*** MATERIAL TO PROCESS
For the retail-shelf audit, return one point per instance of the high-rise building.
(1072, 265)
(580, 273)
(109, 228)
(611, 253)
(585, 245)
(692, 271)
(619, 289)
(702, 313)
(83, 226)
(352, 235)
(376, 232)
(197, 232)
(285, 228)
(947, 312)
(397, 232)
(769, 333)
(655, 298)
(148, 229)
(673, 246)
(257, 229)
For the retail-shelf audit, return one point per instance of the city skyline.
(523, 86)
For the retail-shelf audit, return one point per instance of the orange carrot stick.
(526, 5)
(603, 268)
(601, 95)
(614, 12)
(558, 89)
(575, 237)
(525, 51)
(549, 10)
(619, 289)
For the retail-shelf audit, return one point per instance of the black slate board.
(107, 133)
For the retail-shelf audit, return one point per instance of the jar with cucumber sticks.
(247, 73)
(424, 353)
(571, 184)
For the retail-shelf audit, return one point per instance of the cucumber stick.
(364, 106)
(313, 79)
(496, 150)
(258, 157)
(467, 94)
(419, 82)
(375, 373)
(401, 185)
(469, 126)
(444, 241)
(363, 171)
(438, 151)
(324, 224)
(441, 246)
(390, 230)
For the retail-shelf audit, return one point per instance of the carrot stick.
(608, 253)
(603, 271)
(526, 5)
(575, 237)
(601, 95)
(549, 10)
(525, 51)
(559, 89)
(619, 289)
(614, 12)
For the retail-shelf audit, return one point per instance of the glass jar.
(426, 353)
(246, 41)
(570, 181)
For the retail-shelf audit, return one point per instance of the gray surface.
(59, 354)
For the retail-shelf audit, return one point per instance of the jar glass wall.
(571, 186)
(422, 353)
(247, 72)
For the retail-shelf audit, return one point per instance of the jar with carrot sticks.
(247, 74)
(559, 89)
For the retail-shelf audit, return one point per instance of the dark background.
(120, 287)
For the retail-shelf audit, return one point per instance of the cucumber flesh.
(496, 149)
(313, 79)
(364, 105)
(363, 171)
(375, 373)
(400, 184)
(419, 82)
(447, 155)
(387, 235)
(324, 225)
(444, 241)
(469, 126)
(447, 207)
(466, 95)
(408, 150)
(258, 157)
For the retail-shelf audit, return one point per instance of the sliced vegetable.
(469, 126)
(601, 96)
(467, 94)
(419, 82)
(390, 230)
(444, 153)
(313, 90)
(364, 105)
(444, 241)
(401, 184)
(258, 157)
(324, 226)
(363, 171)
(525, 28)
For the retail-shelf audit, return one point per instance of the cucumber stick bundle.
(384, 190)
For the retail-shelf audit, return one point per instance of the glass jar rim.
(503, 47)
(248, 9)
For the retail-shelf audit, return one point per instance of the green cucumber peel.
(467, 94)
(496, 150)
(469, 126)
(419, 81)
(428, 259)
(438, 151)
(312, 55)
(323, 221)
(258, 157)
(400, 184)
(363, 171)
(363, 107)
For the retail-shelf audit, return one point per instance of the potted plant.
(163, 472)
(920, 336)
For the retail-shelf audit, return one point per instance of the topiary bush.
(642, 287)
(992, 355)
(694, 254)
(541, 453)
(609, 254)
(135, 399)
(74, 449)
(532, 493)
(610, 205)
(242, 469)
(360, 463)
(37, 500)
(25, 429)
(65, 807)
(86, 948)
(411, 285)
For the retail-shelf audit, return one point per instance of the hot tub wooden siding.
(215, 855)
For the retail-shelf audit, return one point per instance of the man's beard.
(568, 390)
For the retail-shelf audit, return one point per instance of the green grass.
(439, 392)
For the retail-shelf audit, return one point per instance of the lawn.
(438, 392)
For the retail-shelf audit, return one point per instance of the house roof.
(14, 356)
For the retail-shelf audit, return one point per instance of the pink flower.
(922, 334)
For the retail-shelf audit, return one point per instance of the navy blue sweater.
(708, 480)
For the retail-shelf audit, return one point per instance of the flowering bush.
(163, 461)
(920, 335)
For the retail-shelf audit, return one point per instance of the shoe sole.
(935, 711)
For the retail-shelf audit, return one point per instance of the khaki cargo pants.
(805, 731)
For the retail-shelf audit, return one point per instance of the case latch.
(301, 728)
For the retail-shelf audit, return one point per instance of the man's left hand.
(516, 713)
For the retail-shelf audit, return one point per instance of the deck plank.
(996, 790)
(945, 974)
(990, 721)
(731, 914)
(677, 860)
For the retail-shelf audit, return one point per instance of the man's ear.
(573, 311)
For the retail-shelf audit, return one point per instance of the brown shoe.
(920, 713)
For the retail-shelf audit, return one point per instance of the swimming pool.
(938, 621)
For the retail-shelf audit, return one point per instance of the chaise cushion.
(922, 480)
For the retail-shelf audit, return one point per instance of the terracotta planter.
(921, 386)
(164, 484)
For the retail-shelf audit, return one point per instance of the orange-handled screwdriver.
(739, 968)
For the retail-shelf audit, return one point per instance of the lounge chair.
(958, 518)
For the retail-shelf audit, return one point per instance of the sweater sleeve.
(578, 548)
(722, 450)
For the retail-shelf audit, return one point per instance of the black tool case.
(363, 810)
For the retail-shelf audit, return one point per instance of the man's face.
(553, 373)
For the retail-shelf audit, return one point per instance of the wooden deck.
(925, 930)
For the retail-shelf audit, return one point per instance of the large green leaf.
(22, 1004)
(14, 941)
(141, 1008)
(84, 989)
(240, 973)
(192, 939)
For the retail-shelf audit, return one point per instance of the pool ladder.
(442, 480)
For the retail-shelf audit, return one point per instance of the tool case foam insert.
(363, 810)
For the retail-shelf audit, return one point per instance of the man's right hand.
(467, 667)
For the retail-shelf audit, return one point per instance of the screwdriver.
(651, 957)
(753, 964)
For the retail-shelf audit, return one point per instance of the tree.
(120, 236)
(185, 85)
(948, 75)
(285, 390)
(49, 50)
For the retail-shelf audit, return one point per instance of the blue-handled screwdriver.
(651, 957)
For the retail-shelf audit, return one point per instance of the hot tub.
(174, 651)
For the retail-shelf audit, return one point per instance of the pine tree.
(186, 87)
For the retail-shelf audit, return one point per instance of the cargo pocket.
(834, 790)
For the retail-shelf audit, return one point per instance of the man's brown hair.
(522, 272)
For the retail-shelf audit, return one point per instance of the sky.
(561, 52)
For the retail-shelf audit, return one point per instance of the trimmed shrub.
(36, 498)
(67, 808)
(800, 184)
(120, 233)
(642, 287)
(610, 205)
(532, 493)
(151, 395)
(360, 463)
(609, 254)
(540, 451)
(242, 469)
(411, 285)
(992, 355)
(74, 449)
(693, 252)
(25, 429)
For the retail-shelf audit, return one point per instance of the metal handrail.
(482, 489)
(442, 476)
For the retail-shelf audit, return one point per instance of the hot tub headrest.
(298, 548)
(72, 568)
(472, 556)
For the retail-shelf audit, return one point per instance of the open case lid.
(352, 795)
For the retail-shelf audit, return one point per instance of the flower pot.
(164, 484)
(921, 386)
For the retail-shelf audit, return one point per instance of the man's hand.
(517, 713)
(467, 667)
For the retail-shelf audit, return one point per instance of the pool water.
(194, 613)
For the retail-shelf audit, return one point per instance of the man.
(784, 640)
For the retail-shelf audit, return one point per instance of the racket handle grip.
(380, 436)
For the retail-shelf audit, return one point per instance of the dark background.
******
Each and every record above needs writing out exactly.

For the retail-shelf audit, return one point per instance of the high-rise building.
(1072, 265)
(580, 273)
(109, 228)
(611, 253)
(585, 245)
(692, 271)
(619, 289)
(702, 313)
(83, 226)
(352, 235)
(376, 232)
(197, 232)
(285, 228)
(947, 312)
(397, 232)
(769, 333)
(655, 298)
(148, 229)
(673, 246)
(257, 229)
For the retail-shelf audit, return one point per instance of the city skyline.
(523, 86)
For the retail-shelf audit, return one point per instance of the orange carrot stick.
(526, 5)
(603, 268)
(601, 95)
(614, 12)
(558, 89)
(575, 237)
(525, 51)
(549, 10)
(619, 289)
For the retail-shelf audit, return one point per instance of the black slate board.
(107, 133)
For the retail-shelf audit, return one point per instance of the jar with cucumber sticks.
(247, 73)
(424, 353)
(571, 184)
For the retail-shelf audit, return one point per instance of the cucumber stick.
(364, 106)
(313, 79)
(496, 150)
(258, 157)
(467, 94)
(419, 82)
(375, 373)
(401, 185)
(469, 126)
(444, 241)
(363, 171)
(438, 151)
(324, 224)
(441, 246)
(390, 230)
For the retail-shelf audit, return one point per instance of the carrot stick.
(608, 253)
(603, 271)
(526, 5)
(575, 237)
(601, 95)
(549, 10)
(525, 51)
(559, 89)
(619, 289)
(614, 12)
For the retail-shelf audit, return one point per instance of the glass jar.
(426, 353)
(246, 41)
(570, 181)
For the retail-shelf audit, return one point per instance of the gray surface.
(59, 354)
For the retail-shelf audit, return one point per instance of the jar glass wall.
(571, 186)
(422, 353)
(247, 72)
For the retail-shelf audit, return one point per instance of the jar with carrot sticks.
(247, 74)
(559, 89)
For the retail-shelf audit, return one point per instance of the dark background.
(120, 287)
For the retail-shelf audit, return one point per instance of the cucumber flesh.
(496, 149)
(313, 79)
(364, 105)
(363, 171)
(375, 373)
(400, 184)
(419, 82)
(447, 155)
(387, 235)
(324, 225)
(444, 241)
(469, 126)
(447, 207)
(466, 95)
(408, 150)
(258, 157)
For the retail-shelf audit, return one point per instance of the sliced vegetable.
(469, 126)
(601, 96)
(467, 94)
(419, 82)
(390, 230)
(444, 153)
(313, 90)
(364, 105)
(444, 241)
(401, 184)
(258, 157)
(324, 226)
(363, 171)
(525, 28)
For the retail-shelf audit, return one point per instance of the cucumber stick bundle.
(384, 190)
For the retail-shelf audit, return one point per instance of the glass jar rim.
(503, 47)
(248, 9)
For the retail-shelf audit, return one point per instance of the green cucumber peel.
(467, 94)
(496, 150)
(469, 126)
(419, 81)
(428, 259)
(438, 151)
(312, 55)
(323, 221)
(258, 157)
(400, 184)
(363, 171)
(363, 107)
For the retail-shelf audit, return one point per instance of the potted plant.
(163, 472)
(920, 336)
For the retail-shelf audit, return one point per instance of the topiary bush.
(642, 287)
(992, 355)
(694, 254)
(541, 453)
(609, 254)
(135, 399)
(74, 449)
(532, 493)
(610, 205)
(242, 469)
(360, 463)
(37, 500)
(25, 429)
(65, 807)
(86, 948)
(411, 285)
For the retail-shelf audit, return one point per instance of the hot tub wooden siding.
(215, 855)
For the retail-shelf audit, return one point per instance of the man's beard.
(568, 390)
For the retail-shelf audit, return one point per instance of the green grass.
(439, 392)
For the retail-shelf audit, return one point per instance of the lawn.
(438, 392)
For the retail-shelf audit, return one point per instance of the house roof.
(14, 356)
For the retail-shelf audit, return one point per instance of the pink flower.
(922, 334)
For the retail-shelf audit, return one point per instance of the navy blue sweater.
(708, 480)
For the retail-shelf audit, return one point per instance of the flowering bush.
(163, 461)
(920, 335)
For the retail-shelf audit, return one point per instance of the shoe sole.
(935, 711)
For the retail-shelf audit, return one point per instance of the khaki cargo pants.
(805, 731)
For the retail-shelf audit, return one point per instance of the case latch.
(301, 728)
For the retail-shelf audit, return one point per instance of the man's left hand.
(516, 713)
For the retail-shelf audit, return one point per instance of the deck plank.
(996, 790)
(945, 974)
(990, 721)
(731, 914)
(677, 860)
For the retail-shelf audit, return one point per instance of the man's ear.
(573, 311)
For the retail-shelf audit, return one point per instance of the brown shoe.
(920, 713)
For the retail-shelf audit, return one point per instance of the swimming pool.
(938, 621)
For the retail-shelf audit, return one point per instance of the chaise cushion.
(922, 480)
For the retail-shelf audit, return one point per instance of the terracotta planter.
(921, 386)
(164, 484)
For the retail-shelf audit, return one point per instance of the orange-handled screwdriver.
(739, 968)
For the retail-shelf audit, return one point per instance of the lounge chair.
(958, 518)
For the retail-shelf audit, return one point per instance of the sweater sleeve.
(578, 548)
(722, 450)
For the retail-shelf audit, return one point per instance of the black tool case.
(363, 810)
For the retail-shelf audit, return one point per instance of the man's face.
(553, 373)
For the retail-shelf audit, return one point per instance of the wooden deck.
(925, 930)
For the retail-shelf audit, return one point per instance of the large green leaf.
(22, 1004)
(14, 941)
(141, 1008)
(84, 989)
(240, 973)
(192, 939)
For the retail-shelf audit, return one point per instance of the pool ladder.
(442, 480)
For the retail-shelf audit, return one point per instance of the tool case foam insert.
(363, 810)
For the retail-shelf audit, return one point per instance of the man's right hand.
(467, 667)
For the retail-shelf audit, return one point per instance of the screwdriver.
(651, 957)
(753, 964)
For the retail-shelf audit, return one point per instance of the tree.
(120, 236)
(185, 85)
(948, 75)
(285, 390)
(49, 50)
For the retail-shelf audit, return one point per instance of the blue-handled screwdriver.
(651, 957)
For the retail-shelf audit, return one point per instance of the hot tub.
(174, 651)
For the retail-shelf audit, return one point per instance of the pine tree.
(186, 87)
For the retail-shelf audit, return one point per instance of the cargo pocket.
(834, 790)
For the retail-shelf audit, return one point per instance of the man's brown hair.
(522, 272)
For the retail-shelf audit, return one point per instance of the sky.
(561, 52)
For the retail-shelf audit, return one point per instance of the trimmed shrub.
(36, 498)
(67, 808)
(800, 184)
(120, 233)
(642, 287)
(610, 205)
(532, 493)
(151, 395)
(360, 463)
(609, 254)
(540, 451)
(242, 469)
(411, 285)
(992, 355)
(74, 449)
(693, 252)
(25, 429)
For the retail-shelf audit, return one point per instance of the metal handrail.
(482, 489)
(442, 476)
For the retail-shelf audit, return one point per instance of the hot tub headrest.
(298, 548)
(72, 568)
(472, 556)
For the retail-shelf audit, return one point per instance of the open case lid.
(352, 795)
For the retail-shelf audit, return one point per instance of the flower pot.
(164, 484)
(921, 386)
For the retail-shelf audit, return one point per instance of the man's hand.
(517, 713)
(467, 667)
For the retail-shelf audit, return one point per instance of the pool water.
(194, 613)
For the retail-shelf audit, return one point per instance of the man.
(784, 640)
For the retail-shelf audit, return one point per instance of the racket handle grip.
(380, 436)
For the retail-shelf audit, return one point per instance of the dark background.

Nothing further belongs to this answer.